*Description of the task*
With the line containing "Where can the bare" as the first line and the last line of the records as the final one, reproduce that range exactly.
—————
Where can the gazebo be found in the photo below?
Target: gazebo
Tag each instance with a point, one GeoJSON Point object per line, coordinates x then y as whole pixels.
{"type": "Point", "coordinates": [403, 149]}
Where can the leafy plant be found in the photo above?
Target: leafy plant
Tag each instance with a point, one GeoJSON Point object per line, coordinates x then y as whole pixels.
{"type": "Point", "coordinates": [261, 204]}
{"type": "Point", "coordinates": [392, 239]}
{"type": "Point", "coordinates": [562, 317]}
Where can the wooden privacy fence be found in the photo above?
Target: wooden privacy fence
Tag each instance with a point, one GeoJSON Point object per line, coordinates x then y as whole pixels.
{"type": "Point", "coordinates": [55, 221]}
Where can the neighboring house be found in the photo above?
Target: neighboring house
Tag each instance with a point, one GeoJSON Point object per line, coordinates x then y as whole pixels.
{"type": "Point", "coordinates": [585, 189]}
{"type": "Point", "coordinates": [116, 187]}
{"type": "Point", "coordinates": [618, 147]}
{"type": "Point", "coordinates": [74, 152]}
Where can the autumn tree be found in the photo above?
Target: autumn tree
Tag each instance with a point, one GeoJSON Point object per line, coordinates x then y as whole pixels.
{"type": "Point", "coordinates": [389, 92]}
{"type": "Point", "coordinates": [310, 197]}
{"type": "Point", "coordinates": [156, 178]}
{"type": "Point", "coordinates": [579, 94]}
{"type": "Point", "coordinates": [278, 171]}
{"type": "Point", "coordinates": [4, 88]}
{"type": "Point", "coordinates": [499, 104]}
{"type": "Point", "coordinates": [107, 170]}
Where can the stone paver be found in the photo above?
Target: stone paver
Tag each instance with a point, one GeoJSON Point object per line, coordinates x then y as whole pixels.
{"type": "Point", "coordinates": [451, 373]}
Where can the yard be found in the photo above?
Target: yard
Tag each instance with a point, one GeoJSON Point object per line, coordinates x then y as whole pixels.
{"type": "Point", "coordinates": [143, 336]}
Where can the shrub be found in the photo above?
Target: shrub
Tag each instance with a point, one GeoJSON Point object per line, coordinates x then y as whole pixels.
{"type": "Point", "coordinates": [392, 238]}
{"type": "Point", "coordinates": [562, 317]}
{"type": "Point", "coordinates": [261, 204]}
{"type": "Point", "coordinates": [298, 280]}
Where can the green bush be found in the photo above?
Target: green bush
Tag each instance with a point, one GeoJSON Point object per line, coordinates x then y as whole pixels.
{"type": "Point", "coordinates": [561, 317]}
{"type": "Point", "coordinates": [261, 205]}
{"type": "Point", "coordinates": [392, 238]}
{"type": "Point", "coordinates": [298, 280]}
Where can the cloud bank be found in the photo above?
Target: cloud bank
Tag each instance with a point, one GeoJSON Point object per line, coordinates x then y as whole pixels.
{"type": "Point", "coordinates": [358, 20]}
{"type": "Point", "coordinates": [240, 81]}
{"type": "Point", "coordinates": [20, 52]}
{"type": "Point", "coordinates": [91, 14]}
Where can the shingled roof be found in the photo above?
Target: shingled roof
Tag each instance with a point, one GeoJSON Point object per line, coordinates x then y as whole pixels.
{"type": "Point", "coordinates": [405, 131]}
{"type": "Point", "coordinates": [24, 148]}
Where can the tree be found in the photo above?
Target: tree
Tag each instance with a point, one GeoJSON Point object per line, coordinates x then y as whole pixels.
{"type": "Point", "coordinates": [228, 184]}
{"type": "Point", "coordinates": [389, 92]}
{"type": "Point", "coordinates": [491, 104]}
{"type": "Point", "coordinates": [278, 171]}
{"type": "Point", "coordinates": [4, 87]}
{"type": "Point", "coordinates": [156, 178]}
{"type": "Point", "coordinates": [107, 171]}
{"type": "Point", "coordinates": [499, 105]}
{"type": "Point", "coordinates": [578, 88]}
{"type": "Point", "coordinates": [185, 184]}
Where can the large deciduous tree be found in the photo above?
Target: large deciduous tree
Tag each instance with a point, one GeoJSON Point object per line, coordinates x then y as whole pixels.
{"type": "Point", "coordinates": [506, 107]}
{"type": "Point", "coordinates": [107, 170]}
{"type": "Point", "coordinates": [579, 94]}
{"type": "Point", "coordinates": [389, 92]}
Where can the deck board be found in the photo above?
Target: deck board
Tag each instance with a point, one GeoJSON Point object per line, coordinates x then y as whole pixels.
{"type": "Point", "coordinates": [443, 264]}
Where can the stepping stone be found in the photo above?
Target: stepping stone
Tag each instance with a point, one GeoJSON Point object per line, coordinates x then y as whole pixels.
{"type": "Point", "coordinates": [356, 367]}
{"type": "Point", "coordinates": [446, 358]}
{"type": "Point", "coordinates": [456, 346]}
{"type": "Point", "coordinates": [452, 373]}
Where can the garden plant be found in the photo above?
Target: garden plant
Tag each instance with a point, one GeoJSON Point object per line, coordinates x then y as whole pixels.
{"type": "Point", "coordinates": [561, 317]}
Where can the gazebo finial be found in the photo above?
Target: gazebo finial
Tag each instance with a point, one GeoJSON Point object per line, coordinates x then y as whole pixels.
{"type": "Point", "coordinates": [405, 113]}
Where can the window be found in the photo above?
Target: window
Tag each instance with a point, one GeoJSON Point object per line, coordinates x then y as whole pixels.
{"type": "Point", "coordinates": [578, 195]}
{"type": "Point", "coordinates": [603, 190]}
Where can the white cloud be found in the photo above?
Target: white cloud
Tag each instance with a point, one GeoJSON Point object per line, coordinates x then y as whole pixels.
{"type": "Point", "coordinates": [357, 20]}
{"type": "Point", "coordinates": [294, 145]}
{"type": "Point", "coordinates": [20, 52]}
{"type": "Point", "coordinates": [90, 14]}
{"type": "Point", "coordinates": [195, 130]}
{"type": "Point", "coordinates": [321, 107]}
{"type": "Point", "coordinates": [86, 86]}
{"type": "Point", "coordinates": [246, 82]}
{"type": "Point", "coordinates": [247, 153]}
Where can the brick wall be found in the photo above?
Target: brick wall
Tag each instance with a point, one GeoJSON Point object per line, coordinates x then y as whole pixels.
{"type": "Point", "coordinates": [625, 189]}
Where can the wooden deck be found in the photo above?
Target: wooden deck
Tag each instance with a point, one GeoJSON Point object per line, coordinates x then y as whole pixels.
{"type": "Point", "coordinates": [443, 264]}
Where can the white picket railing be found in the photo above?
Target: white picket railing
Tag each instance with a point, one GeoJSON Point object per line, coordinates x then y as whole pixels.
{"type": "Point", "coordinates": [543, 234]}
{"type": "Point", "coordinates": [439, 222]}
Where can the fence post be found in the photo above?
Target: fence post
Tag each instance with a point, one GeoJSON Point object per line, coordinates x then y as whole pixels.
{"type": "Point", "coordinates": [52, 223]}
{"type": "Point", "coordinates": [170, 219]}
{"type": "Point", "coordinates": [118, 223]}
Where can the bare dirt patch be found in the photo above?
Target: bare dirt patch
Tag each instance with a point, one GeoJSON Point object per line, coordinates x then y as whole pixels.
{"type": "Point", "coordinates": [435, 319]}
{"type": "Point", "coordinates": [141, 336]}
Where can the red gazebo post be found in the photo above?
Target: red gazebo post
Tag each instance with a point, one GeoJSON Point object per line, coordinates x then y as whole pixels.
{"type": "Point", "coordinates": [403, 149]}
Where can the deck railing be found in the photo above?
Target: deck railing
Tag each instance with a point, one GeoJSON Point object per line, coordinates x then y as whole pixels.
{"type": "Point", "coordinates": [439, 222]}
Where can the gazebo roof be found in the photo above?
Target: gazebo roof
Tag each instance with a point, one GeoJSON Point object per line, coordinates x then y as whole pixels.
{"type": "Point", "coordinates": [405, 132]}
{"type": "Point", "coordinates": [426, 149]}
—————
*In response*
Where can the bare dirt patch be found in the photo above?
Target: bare dirt patch
Tag each instance with a point, one GeoJSON Point object per line, coordinates x then y as whole pixels.
{"type": "Point", "coordinates": [435, 319]}
{"type": "Point", "coordinates": [141, 336]}
Where can the red gazebo post be found in the photo above?
Target: red gazebo post
Tag each instance with a point, one GeoJSON Point object per line, coordinates x then y as whole pixels.
{"type": "Point", "coordinates": [403, 149]}
Where can the deck railing be found in the photo above?
Target: deck railing
Tag each instance with a point, one GeoJSON Point object per line, coordinates x then y as whole pixels.
{"type": "Point", "coordinates": [439, 222]}
Where can the gazebo roof be found in the photo above?
Target: gazebo roof
Tag each instance with a point, one GeoJSON Point object per line, coordinates x then y as whole pixels.
{"type": "Point", "coordinates": [405, 132]}
{"type": "Point", "coordinates": [426, 149]}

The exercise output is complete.